* LISTED RECORDS
※ ※ ※

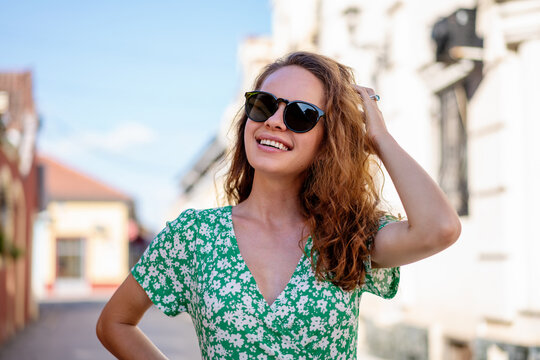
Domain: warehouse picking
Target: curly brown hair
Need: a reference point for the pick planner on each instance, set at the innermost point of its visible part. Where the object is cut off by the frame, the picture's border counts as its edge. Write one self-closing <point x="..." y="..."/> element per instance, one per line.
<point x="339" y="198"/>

※ ※ ※

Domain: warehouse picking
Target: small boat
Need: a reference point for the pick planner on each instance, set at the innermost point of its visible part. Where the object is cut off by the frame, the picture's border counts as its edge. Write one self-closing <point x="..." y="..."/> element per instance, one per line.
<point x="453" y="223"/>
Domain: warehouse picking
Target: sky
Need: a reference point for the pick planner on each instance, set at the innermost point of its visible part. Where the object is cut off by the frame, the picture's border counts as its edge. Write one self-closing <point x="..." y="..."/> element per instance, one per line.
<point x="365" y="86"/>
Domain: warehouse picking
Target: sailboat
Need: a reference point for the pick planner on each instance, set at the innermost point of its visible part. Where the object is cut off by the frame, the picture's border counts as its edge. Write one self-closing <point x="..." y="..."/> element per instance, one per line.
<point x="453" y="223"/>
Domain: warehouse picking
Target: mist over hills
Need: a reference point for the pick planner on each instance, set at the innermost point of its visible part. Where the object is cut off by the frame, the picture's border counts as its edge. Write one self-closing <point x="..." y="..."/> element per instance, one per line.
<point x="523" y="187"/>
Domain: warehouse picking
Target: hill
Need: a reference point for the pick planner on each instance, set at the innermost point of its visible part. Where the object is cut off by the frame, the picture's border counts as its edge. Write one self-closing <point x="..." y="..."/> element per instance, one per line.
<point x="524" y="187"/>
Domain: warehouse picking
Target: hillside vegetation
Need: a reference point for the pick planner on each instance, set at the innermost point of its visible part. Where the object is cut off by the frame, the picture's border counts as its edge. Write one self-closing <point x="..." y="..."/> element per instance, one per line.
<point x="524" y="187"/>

※ ※ ※

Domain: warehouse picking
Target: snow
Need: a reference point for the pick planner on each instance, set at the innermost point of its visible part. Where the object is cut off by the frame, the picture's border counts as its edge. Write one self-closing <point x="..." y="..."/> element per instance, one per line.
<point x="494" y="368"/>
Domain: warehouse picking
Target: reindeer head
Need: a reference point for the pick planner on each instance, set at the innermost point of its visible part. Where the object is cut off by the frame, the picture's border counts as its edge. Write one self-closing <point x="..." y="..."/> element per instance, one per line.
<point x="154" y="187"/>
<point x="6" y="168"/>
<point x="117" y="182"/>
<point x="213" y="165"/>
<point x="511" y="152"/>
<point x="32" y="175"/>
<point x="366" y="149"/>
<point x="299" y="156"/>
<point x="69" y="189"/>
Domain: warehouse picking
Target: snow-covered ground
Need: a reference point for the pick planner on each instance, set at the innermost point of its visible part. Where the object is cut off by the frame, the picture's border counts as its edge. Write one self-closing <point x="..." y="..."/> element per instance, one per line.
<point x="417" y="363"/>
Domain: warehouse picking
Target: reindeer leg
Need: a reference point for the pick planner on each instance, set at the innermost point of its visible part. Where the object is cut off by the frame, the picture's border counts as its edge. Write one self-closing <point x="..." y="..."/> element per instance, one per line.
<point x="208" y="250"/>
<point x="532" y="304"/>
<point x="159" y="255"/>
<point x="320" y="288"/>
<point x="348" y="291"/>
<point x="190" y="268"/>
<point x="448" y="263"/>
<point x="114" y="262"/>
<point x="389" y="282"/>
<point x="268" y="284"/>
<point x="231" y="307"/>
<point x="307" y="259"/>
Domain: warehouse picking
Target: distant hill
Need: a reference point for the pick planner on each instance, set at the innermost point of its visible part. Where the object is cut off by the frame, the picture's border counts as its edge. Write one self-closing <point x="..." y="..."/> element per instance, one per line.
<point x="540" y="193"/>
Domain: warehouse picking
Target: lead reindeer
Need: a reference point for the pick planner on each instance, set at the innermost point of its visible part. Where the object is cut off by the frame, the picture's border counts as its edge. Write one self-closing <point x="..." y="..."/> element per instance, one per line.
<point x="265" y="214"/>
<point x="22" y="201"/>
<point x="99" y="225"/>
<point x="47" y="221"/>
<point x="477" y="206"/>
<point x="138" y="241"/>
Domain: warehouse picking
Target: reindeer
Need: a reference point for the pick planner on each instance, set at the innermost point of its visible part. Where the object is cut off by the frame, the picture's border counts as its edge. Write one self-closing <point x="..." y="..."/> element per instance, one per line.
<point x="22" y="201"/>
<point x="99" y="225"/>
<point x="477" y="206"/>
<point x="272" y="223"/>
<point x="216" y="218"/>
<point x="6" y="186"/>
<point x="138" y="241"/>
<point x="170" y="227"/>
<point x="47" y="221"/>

※ ※ ※

* WHAT THE EXERCISE ASKS
Pull out every line of the listing above that contains the word "snow", and copy each one as it appears.

* THE REPLY
Target: snow
Target: snow-covered ground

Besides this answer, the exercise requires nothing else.